**SOURCE RECORDS**
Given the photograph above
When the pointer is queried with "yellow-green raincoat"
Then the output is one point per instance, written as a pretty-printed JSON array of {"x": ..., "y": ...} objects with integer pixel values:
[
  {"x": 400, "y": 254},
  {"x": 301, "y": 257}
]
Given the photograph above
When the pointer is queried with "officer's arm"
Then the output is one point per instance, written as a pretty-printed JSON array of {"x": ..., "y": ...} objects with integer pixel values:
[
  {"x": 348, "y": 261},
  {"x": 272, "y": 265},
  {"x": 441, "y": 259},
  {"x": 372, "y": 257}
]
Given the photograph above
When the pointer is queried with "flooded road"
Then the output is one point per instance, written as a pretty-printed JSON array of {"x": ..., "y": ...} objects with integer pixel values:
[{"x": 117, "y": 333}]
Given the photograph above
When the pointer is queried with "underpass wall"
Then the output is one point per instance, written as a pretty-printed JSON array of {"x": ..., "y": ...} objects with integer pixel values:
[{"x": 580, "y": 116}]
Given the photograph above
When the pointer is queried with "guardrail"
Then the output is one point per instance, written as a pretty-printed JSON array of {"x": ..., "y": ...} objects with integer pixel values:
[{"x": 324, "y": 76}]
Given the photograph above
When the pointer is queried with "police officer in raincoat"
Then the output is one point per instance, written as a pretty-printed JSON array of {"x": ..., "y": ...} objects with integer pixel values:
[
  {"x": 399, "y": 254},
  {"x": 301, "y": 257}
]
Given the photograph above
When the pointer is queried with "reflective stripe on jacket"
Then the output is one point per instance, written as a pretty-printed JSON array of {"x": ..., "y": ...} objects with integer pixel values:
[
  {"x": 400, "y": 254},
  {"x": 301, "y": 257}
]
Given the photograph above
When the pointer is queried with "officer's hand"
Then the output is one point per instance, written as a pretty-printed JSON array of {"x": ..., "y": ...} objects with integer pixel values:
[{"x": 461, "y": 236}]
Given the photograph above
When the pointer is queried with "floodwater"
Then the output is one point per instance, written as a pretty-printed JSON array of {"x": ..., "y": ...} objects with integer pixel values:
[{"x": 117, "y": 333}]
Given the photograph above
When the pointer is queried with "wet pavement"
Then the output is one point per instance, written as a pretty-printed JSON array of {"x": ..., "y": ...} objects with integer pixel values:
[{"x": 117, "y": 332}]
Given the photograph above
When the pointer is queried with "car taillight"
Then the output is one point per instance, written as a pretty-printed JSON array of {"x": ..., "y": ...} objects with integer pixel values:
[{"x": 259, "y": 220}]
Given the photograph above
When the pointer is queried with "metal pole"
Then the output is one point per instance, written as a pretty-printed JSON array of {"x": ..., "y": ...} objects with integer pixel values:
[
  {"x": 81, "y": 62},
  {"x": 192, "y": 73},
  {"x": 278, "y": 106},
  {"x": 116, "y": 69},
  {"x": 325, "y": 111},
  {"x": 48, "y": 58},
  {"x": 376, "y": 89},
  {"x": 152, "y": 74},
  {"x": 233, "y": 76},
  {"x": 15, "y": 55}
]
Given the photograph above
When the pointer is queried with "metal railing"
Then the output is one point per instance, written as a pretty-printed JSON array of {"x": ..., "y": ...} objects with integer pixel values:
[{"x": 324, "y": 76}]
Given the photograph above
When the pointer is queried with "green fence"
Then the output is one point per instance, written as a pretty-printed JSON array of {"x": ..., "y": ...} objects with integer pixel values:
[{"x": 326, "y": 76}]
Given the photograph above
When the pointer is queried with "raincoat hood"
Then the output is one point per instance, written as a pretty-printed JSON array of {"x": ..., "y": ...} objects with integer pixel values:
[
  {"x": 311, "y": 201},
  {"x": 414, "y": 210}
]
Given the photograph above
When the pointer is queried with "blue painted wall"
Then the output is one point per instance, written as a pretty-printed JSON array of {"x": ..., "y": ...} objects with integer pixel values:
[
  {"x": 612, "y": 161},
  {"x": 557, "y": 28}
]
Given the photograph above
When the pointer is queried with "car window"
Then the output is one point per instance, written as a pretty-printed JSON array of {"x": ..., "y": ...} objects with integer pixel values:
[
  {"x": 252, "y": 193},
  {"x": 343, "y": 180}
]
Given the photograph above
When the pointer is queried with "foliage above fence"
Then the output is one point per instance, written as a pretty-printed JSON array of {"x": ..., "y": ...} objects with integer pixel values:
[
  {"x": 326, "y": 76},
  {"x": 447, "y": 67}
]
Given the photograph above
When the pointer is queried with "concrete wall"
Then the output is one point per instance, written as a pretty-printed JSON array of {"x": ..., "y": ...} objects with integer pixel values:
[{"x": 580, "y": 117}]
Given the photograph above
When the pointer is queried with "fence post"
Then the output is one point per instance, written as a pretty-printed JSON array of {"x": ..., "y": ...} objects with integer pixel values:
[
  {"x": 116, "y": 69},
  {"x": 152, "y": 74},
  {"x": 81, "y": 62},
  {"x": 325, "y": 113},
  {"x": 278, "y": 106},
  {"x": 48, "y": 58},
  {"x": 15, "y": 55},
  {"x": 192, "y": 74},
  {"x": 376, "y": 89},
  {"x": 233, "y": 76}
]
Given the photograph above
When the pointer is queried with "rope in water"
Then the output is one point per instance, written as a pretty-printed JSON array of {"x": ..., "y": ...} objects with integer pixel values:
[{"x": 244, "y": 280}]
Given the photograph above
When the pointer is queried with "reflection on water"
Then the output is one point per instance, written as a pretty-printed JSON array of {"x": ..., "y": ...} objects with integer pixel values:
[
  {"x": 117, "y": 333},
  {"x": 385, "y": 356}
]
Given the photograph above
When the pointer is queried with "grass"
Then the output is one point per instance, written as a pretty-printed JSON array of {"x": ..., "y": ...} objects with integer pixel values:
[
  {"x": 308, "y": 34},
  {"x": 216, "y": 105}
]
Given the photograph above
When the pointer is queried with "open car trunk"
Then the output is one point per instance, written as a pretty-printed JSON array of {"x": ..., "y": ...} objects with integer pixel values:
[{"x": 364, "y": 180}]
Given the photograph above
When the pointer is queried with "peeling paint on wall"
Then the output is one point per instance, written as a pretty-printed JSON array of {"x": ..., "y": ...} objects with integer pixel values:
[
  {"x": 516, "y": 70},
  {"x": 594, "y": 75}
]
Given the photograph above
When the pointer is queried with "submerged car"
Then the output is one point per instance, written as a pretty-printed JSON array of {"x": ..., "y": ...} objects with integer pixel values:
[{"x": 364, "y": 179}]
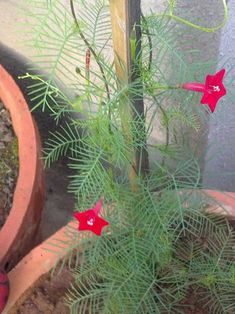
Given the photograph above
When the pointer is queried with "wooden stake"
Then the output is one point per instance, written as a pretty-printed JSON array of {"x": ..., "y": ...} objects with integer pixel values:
[{"x": 126, "y": 32}]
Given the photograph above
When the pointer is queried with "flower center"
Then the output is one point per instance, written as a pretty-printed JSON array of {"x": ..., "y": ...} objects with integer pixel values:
[
  {"x": 91, "y": 221},
  {"x": 215, "y": 88}
]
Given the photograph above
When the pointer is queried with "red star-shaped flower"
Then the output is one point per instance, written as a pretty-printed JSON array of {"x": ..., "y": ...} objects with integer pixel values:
[
  {"x": 89, "y": 220},
  {"x": 212, "y": 90}
]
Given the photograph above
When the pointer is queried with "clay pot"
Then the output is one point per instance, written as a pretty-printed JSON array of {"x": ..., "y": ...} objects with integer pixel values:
[
  {"x": 36, "y": 265},
  {"x": 17, "y": 236}
]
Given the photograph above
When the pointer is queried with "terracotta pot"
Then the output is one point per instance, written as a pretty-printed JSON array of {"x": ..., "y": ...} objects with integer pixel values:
[
  {"x": 17, "y": 236},
  {"x": 31, "y": 269},
  {"x": 34, "y": 267}
]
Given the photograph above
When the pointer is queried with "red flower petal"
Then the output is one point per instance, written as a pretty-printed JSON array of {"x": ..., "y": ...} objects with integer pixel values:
[
  {"x": 89, "y": 220},
  {"x": 212, "y": 91}
]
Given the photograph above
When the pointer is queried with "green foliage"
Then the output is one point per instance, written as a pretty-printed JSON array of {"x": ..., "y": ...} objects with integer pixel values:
[{"x": 161, "y": 243}]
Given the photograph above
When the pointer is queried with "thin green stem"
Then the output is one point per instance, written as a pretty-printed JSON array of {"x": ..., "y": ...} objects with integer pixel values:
[
  {"x": 90, "y": 47},
  {"x": 196, "y": 26}
]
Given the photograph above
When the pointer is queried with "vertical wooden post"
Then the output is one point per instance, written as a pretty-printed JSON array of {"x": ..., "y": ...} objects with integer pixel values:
[{"x": 126, "y": 32}]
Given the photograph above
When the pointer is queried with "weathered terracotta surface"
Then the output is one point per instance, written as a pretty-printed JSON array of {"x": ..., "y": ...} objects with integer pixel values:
[
  {"x": 40, "y": 260},
  {"x": 18, "y": 234}
]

**PROBLEM DESCRIPTION**
Find every line in the records above that contains the word "foliage", and copy each one out. Case counts.

**REPLY TO THE TASK**
When the pointer is queried with "foliage above fence"
When the pointer is queried with "green foliage"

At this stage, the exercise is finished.